▶ **Instructions to follow**
Starting at the line that contains "For practice, label the tree", copy every line through the end of the records below exactly as written, leaving out pictures.

Dataset extract START

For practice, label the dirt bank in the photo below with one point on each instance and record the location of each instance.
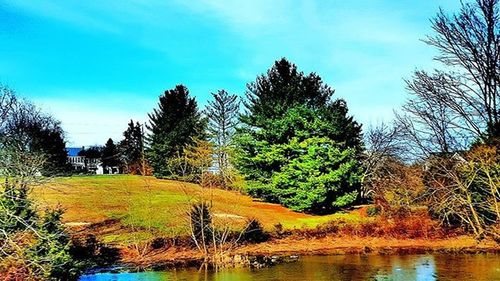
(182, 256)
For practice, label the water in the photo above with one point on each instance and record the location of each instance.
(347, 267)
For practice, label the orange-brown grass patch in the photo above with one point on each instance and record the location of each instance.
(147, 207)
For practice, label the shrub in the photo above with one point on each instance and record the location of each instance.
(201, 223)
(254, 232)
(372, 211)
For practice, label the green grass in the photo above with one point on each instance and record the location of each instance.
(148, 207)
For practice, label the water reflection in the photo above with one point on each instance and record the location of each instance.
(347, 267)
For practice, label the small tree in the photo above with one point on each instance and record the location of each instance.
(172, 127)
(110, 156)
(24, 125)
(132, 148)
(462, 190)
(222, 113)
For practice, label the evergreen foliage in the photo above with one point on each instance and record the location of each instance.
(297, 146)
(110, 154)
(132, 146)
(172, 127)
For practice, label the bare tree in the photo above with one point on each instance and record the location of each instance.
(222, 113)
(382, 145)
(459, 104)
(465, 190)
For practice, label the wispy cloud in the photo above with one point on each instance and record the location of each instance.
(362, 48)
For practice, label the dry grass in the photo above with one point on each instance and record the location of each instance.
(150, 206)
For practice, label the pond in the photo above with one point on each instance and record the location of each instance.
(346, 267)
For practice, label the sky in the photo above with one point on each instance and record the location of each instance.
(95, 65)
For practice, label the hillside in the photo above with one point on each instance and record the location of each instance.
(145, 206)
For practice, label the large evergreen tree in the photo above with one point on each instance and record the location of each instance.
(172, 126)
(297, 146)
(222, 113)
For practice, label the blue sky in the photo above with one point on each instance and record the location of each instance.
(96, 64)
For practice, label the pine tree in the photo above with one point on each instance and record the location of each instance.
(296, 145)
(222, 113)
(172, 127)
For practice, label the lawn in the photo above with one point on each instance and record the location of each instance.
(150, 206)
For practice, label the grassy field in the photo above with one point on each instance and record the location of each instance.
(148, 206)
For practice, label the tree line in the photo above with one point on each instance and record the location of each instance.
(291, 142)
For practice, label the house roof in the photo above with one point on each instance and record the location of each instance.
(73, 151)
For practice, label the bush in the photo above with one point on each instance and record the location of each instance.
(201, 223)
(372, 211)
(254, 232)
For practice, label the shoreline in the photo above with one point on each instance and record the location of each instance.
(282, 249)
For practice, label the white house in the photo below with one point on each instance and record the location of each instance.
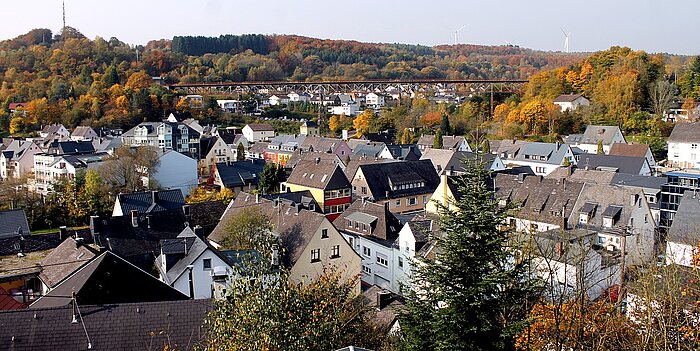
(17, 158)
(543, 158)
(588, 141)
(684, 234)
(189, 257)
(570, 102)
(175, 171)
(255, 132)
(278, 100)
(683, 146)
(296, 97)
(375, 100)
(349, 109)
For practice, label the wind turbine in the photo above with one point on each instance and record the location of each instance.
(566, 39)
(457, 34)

Dataset extract END

▶ **Task result**
For practice, label the tree line in the photo above with one point on each instance and record the location of each instance.
(291, 142)
For practice, label the house roof in the photo above with one point on each instance and record the location of each instance.
(73, 151)
For practice, label the bush in the photo above with one point on each instance and record the location of each instance.
(201, 223)
(372, 211)
(254, 232)
For practice, label the shoreline in the photo above with one point on each instance and record the location of each instance.
(282, 249)
For practice, label the white house in the photo below with one point on each instance and record the location of each instance.
(17, 158)
(543, 158)
(588, 141)
(684, 234)
(189, 257)
(570, 102)
(175, 171)
(255, 132)
(278, 100)
(683, 146)
(296, 97)
(375, 100)
(349, 109)
For practice, label the wind turbine in the photo above with one point on each instance and record the location of each instance.
(566, 39)
(457, 34)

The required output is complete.